OPDRACHT:
Schrijf de tekst hieronder over de verlenging van de inburgeringstermijn volledig en letterlijk over.

ECLI:NL:RBGEL:2017:5121

Rechtbank Gelderland

Datum uitspraak
4 oktober 2017
Publicatiedatum
4 oktober 2017
Zaaknummer
AWB - 17 _ 126
Instantie
Rechtbank Gelderland
Type
Uitspraak
Rechtsgebied
Bestuursrecht
Procedures
  • Eerste aanleg - enkelvoudig
Rechters
Vindplaatsen
  • Rechtspraak.nl
AI samenvatting door LexboostAutomatisch gegenereerd

Afwijzing verlenging inburgeringstermijn en oplegging boete wegens niet tijdig voldoen aan inburgeringsplicht

In deze zaak heeft de Rechtbank Gelderland op 4 oktober 2017 uitspraak gedaan in een bestuursrechtelijke procedure tussen een eiser en de minister van Sociale Zaken en Werkgelegenheid. De eiser had verzocht om verlenging van de inburgeringstermijn, die oorspronkelijk op 20 maart 2016 verstreken was. De minister had dit verzoek afgewezen en daarnaast een boete van € 1.250 opgelegd wegens het niet tijdig voldoen aan de inburgeringsplicht. De rechtbank heeft vastgesteld dat de eiser inburgeringsplichtig was sinds 22 februari 2013 en dat hij op 29 september 2016 voor alle examens was geslaagd. De rechtbank heeft de besluiten van de minister beoordeeld, waarbij de medisch adviseur was geraadpleegd over de vraag of de eiser door medische omstandigheden niet in staat was om onderwijs te volgen. De rechtbank concludeert dat de minister het advies van de medisch adviseur mocht volgen, waarin werd gesteld dat er geen medische redenen waren voor het niet verlengen van de inburgeringstermijn. De rechtbank heeft het beroep van de eiser ongegrond verklaard, omdat er geen bijzondere omstandigheden waren die een verlenging van de termijn rechtvaardigden. De rechtbank heeft ook geoordeeld dat de lange afhandelingsduur van het verzoek om verlenging geen reden was om de boete te laten vervallen. De eiser had rechtsmiddelen kunnen instellen tegen het niet tijdig nemen van een beslissing op zijn verzoek.

VERKREGEN GEGEVENS:
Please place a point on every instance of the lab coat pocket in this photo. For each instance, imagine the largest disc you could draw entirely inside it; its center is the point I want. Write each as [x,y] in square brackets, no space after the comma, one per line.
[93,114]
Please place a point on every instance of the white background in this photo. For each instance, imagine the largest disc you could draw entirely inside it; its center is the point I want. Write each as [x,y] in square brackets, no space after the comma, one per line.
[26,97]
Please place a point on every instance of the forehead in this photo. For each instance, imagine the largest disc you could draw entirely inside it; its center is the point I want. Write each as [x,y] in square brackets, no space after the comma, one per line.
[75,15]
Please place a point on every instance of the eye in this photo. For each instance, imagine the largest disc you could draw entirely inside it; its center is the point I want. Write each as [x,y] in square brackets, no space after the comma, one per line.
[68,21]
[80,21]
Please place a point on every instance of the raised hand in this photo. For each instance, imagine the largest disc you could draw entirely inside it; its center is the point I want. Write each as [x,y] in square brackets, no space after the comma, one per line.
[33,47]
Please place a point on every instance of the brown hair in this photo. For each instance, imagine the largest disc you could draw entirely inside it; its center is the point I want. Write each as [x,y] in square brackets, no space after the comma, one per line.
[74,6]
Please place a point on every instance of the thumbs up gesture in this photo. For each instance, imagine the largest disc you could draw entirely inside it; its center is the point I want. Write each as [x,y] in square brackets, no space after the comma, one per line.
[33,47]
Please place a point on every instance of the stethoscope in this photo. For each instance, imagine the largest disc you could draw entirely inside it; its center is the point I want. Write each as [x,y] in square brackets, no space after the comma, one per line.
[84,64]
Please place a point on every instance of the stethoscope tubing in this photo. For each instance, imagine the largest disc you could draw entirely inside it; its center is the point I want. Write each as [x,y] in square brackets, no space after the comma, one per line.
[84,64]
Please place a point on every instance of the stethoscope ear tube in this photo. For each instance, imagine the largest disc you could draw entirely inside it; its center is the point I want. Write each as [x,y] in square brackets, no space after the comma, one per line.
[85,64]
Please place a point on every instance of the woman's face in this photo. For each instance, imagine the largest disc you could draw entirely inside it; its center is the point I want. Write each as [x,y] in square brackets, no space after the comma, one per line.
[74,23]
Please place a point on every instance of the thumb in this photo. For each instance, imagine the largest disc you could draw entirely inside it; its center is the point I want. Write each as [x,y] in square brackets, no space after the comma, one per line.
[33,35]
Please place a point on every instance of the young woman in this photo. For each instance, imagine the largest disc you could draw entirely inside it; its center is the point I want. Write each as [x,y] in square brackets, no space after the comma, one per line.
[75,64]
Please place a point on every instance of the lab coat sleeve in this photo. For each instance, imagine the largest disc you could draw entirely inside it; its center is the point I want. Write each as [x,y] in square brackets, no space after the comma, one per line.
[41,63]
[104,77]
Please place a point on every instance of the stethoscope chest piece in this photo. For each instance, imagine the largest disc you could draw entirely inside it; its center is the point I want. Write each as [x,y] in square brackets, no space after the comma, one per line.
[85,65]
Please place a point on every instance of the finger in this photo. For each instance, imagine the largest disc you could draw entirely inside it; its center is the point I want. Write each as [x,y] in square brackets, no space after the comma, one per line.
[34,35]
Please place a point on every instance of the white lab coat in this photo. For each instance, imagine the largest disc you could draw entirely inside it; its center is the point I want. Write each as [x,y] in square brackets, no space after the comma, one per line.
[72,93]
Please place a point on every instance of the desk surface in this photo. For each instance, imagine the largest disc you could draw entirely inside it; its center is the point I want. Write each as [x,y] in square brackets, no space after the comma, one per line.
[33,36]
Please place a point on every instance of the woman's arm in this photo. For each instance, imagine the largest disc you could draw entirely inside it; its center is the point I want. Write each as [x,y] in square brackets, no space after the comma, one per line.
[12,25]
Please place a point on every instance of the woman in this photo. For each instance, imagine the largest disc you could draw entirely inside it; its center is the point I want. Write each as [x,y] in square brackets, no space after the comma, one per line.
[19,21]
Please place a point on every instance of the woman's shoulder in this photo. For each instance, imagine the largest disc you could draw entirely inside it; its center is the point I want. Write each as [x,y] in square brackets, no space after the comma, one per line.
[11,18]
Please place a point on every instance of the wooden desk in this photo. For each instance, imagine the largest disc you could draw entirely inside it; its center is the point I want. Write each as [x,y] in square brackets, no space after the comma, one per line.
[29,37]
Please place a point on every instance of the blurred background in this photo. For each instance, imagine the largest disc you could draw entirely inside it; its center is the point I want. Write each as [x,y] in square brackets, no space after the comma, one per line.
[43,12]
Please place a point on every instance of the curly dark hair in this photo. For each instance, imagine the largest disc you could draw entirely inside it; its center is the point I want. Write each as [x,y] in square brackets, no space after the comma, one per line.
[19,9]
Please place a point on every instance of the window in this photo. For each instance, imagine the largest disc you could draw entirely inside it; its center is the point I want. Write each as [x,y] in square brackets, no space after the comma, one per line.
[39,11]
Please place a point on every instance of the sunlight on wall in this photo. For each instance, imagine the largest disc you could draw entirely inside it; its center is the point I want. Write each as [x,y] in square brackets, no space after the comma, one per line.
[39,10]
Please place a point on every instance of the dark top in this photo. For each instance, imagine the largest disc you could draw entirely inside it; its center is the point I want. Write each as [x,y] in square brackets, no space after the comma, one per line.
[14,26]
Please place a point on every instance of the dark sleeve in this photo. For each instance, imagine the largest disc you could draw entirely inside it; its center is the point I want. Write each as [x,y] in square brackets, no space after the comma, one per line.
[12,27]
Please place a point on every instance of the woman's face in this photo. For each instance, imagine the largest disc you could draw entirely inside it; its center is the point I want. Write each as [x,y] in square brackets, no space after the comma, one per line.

JUISTE UITKOMST:
ECLI:NL:RBGEL:2017:5121

Rechtbank Gelderland

Datum uitspraak
4 oktober 2017
Publicatiedatum
4 oktober 2017
Zaaknummer
AWB - 17 _ 126
Instantie
Rechtbank Gelderland
Type
Uitspraak
Rechtsgebied
Bestuursrecht
Procedures
  • Eerste aanleg - enkelvoudig
Rechters
Vindplaatsen
  • Rechtspraak.nl
AI samenvatting door LexboostAutomatisch gegenereerd

Afwijzing verlenging inburgeringstermijn en oplegging boete wegens niet tijdig voldoen aan inburgeringsplicht

In deze zaak heeft de Rechtbank Gelderland op 4 oktober 2017 uitspraak gedaan in een bestuursrechtelijke procedure tussen een eiser en de minister van Sociale Zaken en Werkgelegenheid. De eiser had verzocht om verlenging van de inburgeringstermijn, die oorspronkelijk op 20 maart 2016 verstreken was. De minister had dit verzoek afgewezen en daarnaast een boete van € 1.250 opgelegd wegens het niet tijdig voldoen aan de inburgeringsplicht. De rechtbank heeft vastgesteld dat de eiser inburgeringsplichtig was sinds 22 februari 2013 en dat hij op 29 september 2016 voor alle examens was geslaagd. De rechtbank heeft de besluiten van de minister beoordeeld, waarbij de medisch adviseur was geraadpleegd over de vraag of de eiser door medische omstandigheden niet in staat was om onderwijs te volgen. De rechtbank concludeert dat de minister het advies van de medisch adviseur mocht volgen, waarin werd gesteld dat er geen medische redenen waren voor het niet verlengen van de inburgeringstermijn. De rechtbank heeft het beroep van de eiser ongegrond verklaard, omdat er geen bijzondere omstandigheden waren die een verlenging van de termijn rechtvaardigden. De rechtbank heeft ook geoordeeld dat de lange afhandelingsduur van het verzoek om verlenging geen reden was om de boete te laten vervallen. De eiser had rechtsmiddelen kunnen instellen tegen het niet tijdig nemen van een beslissing op zijn verzoek.